[BEGIN]

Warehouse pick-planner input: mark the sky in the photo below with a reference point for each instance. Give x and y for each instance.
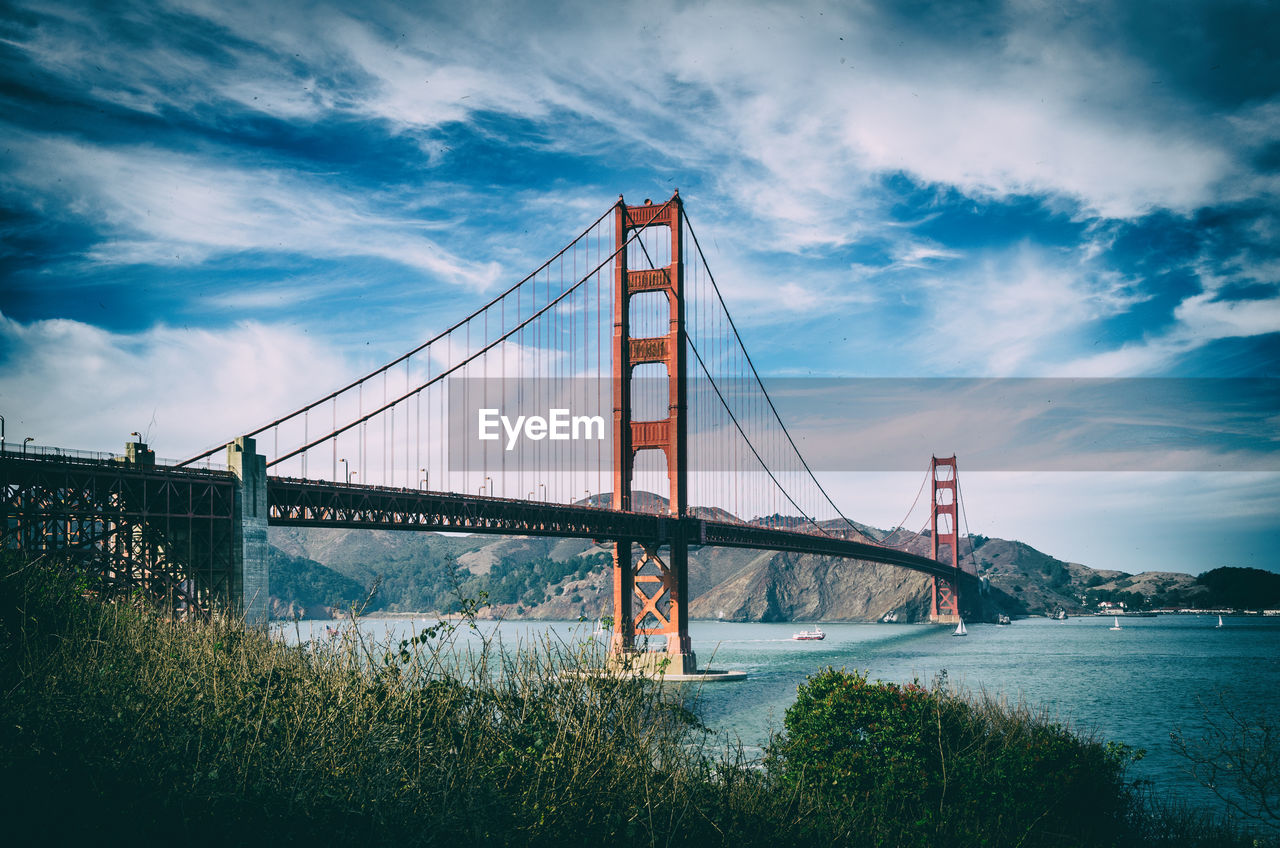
(215, 212)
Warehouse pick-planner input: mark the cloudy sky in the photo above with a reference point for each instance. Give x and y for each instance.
(211, 212)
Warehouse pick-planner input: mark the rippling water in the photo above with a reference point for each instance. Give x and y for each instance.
(1132, 685)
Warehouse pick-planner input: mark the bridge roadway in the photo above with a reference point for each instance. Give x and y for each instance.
(58, 488)
(296, 502)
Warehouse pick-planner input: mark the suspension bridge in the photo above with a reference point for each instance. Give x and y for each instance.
(606, 396)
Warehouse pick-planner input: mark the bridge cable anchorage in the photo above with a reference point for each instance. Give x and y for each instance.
(455, 368)
(760, 383)
(405, 358)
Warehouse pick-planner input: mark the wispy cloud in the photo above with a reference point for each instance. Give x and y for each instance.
(69, 383)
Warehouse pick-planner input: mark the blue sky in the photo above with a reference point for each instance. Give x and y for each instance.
(211, 212)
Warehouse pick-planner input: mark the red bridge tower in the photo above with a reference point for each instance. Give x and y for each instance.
(946, 595)
(658, 587)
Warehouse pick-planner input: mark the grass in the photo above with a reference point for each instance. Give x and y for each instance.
(118, 725)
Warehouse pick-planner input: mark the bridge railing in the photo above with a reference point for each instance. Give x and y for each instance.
(49, 452)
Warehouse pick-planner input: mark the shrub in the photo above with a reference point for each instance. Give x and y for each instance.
(920, 766)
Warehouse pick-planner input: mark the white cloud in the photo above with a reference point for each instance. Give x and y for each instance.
(72, 384)
(164, 208)
(1010, 313)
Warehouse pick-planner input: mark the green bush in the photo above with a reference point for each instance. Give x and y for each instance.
(920, 766)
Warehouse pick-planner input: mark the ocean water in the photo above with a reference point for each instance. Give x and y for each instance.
(1133, 685)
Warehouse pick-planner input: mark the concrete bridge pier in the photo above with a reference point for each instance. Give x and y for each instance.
(250, 587)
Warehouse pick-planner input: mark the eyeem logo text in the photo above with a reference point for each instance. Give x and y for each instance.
(558, 427)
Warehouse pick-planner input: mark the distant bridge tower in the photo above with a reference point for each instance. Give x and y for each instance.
(946, 592)
(659, 587)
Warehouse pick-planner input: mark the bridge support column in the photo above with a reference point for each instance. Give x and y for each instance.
(250, 587)
(659, 587)
(945, 607)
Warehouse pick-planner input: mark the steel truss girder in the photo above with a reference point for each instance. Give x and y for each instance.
(164, 532)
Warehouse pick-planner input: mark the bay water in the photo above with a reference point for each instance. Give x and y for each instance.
(1134, 685)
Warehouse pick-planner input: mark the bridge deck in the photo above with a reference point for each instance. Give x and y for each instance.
(295, 502)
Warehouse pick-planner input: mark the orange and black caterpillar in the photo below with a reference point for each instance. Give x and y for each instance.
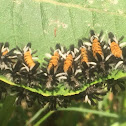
(51, 70)
(7, 57)
(84, 61)
(116, 50)
(70, 68)
(96, 46)
(74, 67)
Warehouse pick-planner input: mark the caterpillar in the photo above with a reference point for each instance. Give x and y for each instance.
(74, 69)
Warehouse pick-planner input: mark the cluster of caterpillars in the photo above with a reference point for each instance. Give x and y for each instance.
(73, 67)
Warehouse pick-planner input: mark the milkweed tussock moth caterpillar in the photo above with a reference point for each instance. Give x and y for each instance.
(75, 68)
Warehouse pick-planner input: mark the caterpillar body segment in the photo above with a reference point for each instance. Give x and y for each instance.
(85, 63)
(116, 50)
(71, 71)
(7, 57)
(53, 68)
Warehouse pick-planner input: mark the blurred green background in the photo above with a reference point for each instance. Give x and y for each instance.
(47, 22)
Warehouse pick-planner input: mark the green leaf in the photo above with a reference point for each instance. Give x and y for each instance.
(47, 22)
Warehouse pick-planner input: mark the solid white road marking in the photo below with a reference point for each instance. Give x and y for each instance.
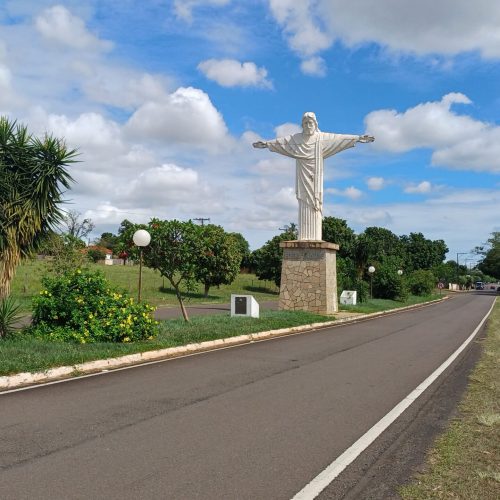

[END]

Goal:
Please list each line in the rows above that contains the word "white".

Answer to the task:
Warehouse pick-planner input: mark the white cloud in the photo above with a reference point for each instance. Give x and y for each instance.
Warehouse pick-planner input: mark the solid white road marking in the photo below with a reference point for each instance. Give x and y for each instance.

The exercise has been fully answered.